Could the entries below be retyped exactly and in full?

╭─ Available data

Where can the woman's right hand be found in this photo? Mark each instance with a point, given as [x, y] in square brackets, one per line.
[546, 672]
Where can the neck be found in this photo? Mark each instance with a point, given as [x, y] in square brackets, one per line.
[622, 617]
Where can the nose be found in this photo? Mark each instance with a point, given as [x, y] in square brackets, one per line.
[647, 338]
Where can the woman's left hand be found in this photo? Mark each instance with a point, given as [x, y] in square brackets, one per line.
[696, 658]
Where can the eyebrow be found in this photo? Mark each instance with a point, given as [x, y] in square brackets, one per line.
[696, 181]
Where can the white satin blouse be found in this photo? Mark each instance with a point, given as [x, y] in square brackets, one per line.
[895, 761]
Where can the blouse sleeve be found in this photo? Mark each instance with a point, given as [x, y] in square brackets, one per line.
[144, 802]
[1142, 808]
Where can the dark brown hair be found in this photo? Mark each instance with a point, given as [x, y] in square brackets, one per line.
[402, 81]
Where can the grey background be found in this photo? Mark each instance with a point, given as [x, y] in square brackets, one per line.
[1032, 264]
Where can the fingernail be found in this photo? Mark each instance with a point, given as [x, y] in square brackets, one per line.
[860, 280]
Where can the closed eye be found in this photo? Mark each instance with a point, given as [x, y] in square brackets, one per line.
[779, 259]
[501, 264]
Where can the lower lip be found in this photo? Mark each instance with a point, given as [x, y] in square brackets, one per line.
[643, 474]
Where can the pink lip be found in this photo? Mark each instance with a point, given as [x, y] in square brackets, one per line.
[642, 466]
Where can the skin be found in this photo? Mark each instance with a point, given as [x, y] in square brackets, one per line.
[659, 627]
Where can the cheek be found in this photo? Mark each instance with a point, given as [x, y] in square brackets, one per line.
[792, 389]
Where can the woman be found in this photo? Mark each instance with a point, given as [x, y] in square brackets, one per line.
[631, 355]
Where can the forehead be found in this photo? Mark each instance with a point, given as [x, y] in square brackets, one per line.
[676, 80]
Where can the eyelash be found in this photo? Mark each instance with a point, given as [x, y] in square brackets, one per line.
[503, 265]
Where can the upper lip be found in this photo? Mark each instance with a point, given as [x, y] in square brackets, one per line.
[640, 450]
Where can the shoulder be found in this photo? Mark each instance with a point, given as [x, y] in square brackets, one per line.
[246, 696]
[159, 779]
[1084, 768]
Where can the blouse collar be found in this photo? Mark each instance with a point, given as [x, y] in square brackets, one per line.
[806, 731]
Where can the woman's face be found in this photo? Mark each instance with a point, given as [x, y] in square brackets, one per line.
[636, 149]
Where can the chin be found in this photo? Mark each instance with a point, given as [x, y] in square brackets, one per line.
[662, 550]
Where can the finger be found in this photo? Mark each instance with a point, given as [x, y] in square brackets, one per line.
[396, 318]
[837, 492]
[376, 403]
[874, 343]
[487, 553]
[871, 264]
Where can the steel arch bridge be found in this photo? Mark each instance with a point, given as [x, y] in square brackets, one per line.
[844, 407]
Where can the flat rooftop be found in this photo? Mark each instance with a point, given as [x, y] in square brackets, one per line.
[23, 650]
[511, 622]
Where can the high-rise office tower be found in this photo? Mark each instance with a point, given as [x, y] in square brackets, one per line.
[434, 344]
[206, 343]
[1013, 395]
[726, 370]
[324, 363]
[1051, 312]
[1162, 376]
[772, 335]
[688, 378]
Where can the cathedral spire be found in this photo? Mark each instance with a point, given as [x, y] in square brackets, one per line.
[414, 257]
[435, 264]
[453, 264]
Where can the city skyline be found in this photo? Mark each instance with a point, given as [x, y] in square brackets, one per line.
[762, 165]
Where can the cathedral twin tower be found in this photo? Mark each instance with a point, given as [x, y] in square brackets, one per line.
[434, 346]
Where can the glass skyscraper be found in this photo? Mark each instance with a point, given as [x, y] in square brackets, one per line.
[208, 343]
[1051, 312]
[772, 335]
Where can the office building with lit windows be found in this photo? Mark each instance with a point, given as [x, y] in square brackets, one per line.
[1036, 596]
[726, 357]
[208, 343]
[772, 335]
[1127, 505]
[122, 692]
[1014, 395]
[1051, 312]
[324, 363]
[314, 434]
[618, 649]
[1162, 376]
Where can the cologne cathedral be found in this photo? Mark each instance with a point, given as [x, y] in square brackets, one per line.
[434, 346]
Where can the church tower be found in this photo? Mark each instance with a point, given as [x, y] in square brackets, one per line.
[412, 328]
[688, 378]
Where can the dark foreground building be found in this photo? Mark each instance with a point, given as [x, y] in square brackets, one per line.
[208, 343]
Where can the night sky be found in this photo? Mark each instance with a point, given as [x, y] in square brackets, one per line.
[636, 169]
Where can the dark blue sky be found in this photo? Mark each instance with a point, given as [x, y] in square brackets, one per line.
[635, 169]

╰─

◆ **Task response**
Where can the woman's right hand be found in this photo? Mark each instance with a point, given as [x, y] in square brackets, one per line.
[546, 672]
Where can the neck be found in this photo? Mark each instance with a point, given as [x, y] in square brackets, one per line.
[622, 617]
Where can the nose be found in this photo? Mark each instance with a point, given as [x, y] in square brackets, one per line.
[647, 338]
Where can the woman's left hand be found in this photo? Mark each instance with a point, given as [x, y] in square brackets, one per line.
[696, 658]
Where can the eyebrow be found in this photo? Mark each instance with a point, given as [x, y] in square brackets, one per line.
[696, 181]
Where can the white satin blouse be found in this photo? Mark each instance with a point, given as [x, y] in square brackets, one per line.
[895, 761]
Where can the blouse sleeve be found in this photo? Mark each instance with a point, given as [x, y] in square brackets, one per line.
[144, 802]
[1142, 808]
Where can the dark brown hair be found in this photo? Mark each instance with a point, given as [x, y] in square brackets, one per line.
[402, 81]
Where can the grey background be found in this photo? Mark each instance with a point, given as [x, y] in square brackets, one per line.
[1032, 264]
Where can the fingernail be found in this photo? Mark each instance with a point, given as [x, y] in square brackets, one per line.
[860, 280]
Where can the closed eye be found in this photo? Mark each instance with a point, given as [x, y] in square brackets, one per line.
[779, 259]
[501, 264]
Where can the lower lip be found in this photo? Mark each instance with a point, given as [x, y] in square brackets, one per line.
[643, 474]
Where can the pink lip be found in this photo? Mark each instance with a point, given as [x, y] in square brackets, one per line.
[642, 466]
Where can the skin be found in this photo? Mark each instance with a point, given as [x, y] in square brackets, one per line.
[659, 627]
Where can the cheek be found in this photo? Mark each instance with a point, given as [x, y] in square brackets, one per line.
[792, 389]
Where can the woman be found in this photo? Mark each instance with a point, given as [x, y] in square brackets, one per line.
[631, 355]
Where can the forehead be found in this photo? Mark each instance with a point, given as [x, y] in square brackets, one per line.
[676, 80]
Where can the eyelash be found in this photo? Mark each instance with a point, given as [x, y] in square brackets, one per line.
[503, 265]
Where can the upper lip be found in this photo? Mark each instance with a point, given as [x, y] in square brackets, one per line.
[640, 450]
Where can the shoulder be found in this photo? Mark each instance with a point, given as [x, y] in square brackets, one per line.
[246, 696]
[159, 779]
[1084, 768]
Where can the blouse collar be found in this photo? Mark each instance with a point, given as [x, y] in square brackets, one per line.
[806, 731]
Where can the woman's face be found in this photo? Mark each instance with a point, given as [x, y] in square brackets, one per line.
[636, 149]
Where can the chin be found in this photo? Mark each instance with a point, given as [x, y] in square brackets, one per line.
[662, 550]
Where can the finger be found in this photo? Mark each instance with a point, given as [x, y] in square brackets, one per line.
[396, 318]
[837, 492]
[376, 403]
[874, 343]
[487, 553]
[871, 264]
Where can the steel arch bridge be found in this photo? Mark each instance with a point, given as [x, y] in square brackets, one per line.
[844, 407]
Where can the flat rooftop be found in this photo? Mark each instance with a point, given as [x, y] in square brackets, one per line.
[23, 650]
[511, 622]
Where can the high-rise office tower be found in this photo? Mark each instance with a point, given as [x, y] in square brackets, one per line.
[434, 344]
[206, 343]
[1013, 395]
[726, 370]
[324, 363]
[1051, 312]
[1162, 376]
[772, 335]
[688, 378]
Where can the cathedral spire be found in this photo? Mark each instance with a point, given as [x, y] in square brackets, one per line.
[414, 257]
[435, 264]
[453, 264]
Where can the city skyline be found in this photo? Mark each instance with a point, given as [x, y] in square brackets, one per line.
[762, 165]
Where can the cathedral twin tower be found in this photo? Mark each instance with a point, given as [x, y] in square brackets, one per line.
[434, 346]
Where can the glass skyscraper be found in this photo? Mark each instance with a point, given as [x, y] in square brackets, one per line.
[208, 343]
[1051, 312]
[772, 335]
Where can the office building with lit windows be found in this photo? Mark each instance with a point, given as [x, y] in square brackets, one per line.
[1036, 596]
[726, 357]
[208, 343]
[772, 335]
[1127, 505]
[122, 692]
[1014, 395]
[1051, 312]
[324, 363]
[314, 434]
[618, 649]
[1162, 376]
Where can the cologne cathedral be found in this photo? Mark each instance with a point, given as [x, y] in square brackets, one per line.
[434, 346]
Where can the church tower be found in this photo? Mark each instance with a point, given as [x, y] in square brackets, one per line.
[412, 328]
[688, 378]
Where can the dark foreground building be found in this photo? Mark each instance with a point, given as [x, y] in square brackets, one per line.
[208, 343]
Where can the night sky be found in this photo? Mark each instance with a point, given as [x, y] in square brackets, one per line.
[636, 169]
Where can the dark blue sky be found in this photo? Mark each instance with a point, given as [x, y] in square brackets, one per line.
[635, 169]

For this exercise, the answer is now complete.